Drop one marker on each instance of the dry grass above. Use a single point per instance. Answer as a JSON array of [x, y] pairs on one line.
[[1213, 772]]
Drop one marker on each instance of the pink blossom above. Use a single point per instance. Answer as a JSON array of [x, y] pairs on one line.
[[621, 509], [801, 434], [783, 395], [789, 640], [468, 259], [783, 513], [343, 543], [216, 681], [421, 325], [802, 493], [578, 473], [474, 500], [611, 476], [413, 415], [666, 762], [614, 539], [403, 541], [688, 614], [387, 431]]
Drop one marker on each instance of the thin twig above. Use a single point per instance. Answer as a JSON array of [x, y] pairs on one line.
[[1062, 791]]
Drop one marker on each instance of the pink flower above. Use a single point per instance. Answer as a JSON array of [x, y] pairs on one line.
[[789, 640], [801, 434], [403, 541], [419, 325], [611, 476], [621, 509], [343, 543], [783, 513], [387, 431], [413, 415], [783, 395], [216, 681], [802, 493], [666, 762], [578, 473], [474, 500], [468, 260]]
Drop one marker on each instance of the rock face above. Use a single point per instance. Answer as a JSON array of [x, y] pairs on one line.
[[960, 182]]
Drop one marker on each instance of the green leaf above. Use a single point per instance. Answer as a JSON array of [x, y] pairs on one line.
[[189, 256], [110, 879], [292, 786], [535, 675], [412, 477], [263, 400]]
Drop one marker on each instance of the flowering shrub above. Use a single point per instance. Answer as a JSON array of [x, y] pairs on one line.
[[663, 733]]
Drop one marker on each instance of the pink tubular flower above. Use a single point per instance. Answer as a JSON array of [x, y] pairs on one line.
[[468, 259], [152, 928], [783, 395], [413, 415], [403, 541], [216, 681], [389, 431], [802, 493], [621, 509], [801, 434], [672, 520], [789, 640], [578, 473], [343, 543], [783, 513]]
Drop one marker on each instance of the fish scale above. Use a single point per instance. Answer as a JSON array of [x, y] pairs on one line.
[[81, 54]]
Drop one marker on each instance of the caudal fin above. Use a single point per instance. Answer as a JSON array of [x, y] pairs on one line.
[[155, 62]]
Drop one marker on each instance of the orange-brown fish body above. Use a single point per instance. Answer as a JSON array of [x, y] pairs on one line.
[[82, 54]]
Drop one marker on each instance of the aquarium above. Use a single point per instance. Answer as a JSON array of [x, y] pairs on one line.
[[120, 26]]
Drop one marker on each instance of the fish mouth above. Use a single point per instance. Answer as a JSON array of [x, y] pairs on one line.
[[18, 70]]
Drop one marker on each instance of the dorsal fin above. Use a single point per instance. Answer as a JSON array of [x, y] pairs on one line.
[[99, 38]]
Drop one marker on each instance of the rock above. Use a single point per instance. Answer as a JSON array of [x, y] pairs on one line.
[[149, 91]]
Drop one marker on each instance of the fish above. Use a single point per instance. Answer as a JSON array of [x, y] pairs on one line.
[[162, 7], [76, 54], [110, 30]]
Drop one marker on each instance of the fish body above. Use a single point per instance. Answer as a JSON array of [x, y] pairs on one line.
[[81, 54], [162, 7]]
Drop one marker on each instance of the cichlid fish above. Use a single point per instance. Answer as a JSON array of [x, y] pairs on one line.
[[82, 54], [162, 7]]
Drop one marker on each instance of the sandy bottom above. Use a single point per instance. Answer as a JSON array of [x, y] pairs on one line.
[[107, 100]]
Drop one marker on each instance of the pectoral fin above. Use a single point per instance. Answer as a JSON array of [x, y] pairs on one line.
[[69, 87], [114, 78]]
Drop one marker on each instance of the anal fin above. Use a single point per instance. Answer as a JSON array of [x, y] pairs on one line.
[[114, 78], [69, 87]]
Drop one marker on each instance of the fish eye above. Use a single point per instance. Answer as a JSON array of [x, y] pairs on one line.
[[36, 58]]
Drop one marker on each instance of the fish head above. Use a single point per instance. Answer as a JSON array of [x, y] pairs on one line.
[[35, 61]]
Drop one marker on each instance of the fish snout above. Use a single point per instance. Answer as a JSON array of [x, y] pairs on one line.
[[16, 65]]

# [Assigned task]
Would you copy the entire listing exactly, missing nothing?

# [Answer section]
Drop one marker on each instance of the dry grass above. Use a single point per instance. Answer as a JSON array of [x, y] pairs on one line.
[[1213, 772]]
Drop one marker on each instance of the pink blossom above. Use a single point per instance. Answer as a JSON array of [x, y] pairs on one line.
[[621, 509], [801, 434], [783, 395], [789, 640], [468, 259], [783, 513], [343, 543], [216, 681], [421, 325], [802, 493], [578, 473], [474, 500], [611, 476], [413, 415], [666, 762], [614, 539], [403, 541], [688, 614], [387, 431]]
Drop one marker on each instance of the thin twig above. Use a single point per instance. Answer as a JSON array of [x, y] pairs on one line.
[[1062, 791]]
Drop one marker on each instance of the pink flower above. Use a single point per instance. Answer as a JSON array of [x, y] pairs on one line.
[[789, 640], [801, 434], [403, 541], [419, 325], [611, 476], [621, 509], [343, 543], [783, 513], [387, 431], [413, 415], [783, 395], [216, 681], [802, 493], [666, 762], [578, 473], [474, 500], [468, 260]]
Drop one marker on each instance of the rock face above. Use a single point per instance. Answer as a JSON array of [x, y] pairs on one line.
[[960, 182]]
Drop one marker on each instance of the green leaf above. Use a single point per instance. Answer as a JSON array of [x, y] pairs on one line.
[[189, 256], [110, 879], [292, 786], [535, 675], [412, 477], [263, 400]]
Drop one marker on each instance of the flowering shrub above. Use a single point per instance. Answer as a JSON array of [x, y] pairs on one line.
[[663, 733]]
Drop one marker on each instance of the pink tubular flower above. Use a single point per instance. Answer as a JSON array of [x, y] pairs on one line.
[[468, 259], [152, 928], [783, 395], [413, 415], [403, 541], [216, 681], [389, 431], [802, 493], [621, 509], [801, 434], [672, 520], [789, 640], [578, 473], [343, 543], [783, 513]]
Drop one marker on each instance of the fish scale above. Use a single point per instance. Answer as a JSON array of [x, y] pairs on one line.
[[81, 54]]
Drop one marker on each instance of the caudal fin above. Use a single point per instance. Answer as a JSON array of [x, y] pairs on one line.
[[155, 62]]
Drop one marker on each instance of the orange-brown fish body above. Use a single point per instance. Answer as a JSON array of [x, y] pairs on one line.
[[82, 54]]
Drop one marker on each instance of the aquarium above. Use a single point per instance. Answer as a JSON array of [x, y] pairs on one line.
[[120, 26]]
Drop one marker on each instance of the fish mouth above. Use a single point per instance. Answer as a JSON array of [x, y] pairs on one line.
[[18, 70]]
Drop one marker on each instance of the dorsal fin above. Use a single point per instance. Answer as a JSON array of [x, y] pairs on one line.
[[99, 38]]
Drop one marker on each instance of the rock above. Use a single point per instance. Answer as a JSON array of [x, y] pairs on one line.
[[149, 91]]
Drop one marker on each instance of the fish above. Use a single point per instance. Answer as a JSON array of [x, y] pairs on one line.
[[162, 7], [76, 54], [110, 30]]
Drop one marker on each instance of the fish body above. Use a single point per instance. Answer as a JSON array of [x, y] pairs on one line.
[[81, 54], [162, 7]]
Drop one marker on each instance of the cichlid fish above. Use a single point per instance. Answer as a JSON array of [x, y] pairs on one line.
[[82, 54], [162, 7]]
Drop one marker on each instance of the sandy bottom above. Use a single point per instance. Answer as a JSON array of [x, y] pairs on one line.
[[107, 100]]
Drop one marker on each instance of the pectoral fin above. Use a single point per instance. Answer as a JSON array of [x, y] pairs on one line.
[[69, 87], [114, 78]]
Drop one marker on each instance of the anal fin above. Use a single point per instance. Answer as a JSON array of [x, y] pairs on one line.
[[114, 78], [69, 87]]
Drop one marker on each instance of the fish eye above. Use a single point per instance. Answer as a JSON array of [x, y] pairs on one line.
[[36, 58]]
Drop one marker on each instance of the fish head above. Use a single point per instance. Answer as a JSON array of [x, y] pairs on one line.
[[35, 61]]
Drop one marker on each instance of the fish snout above. Use a single point per instance. Answer as a JSON array of [x, y] pairs on one line.
[[16, 65]]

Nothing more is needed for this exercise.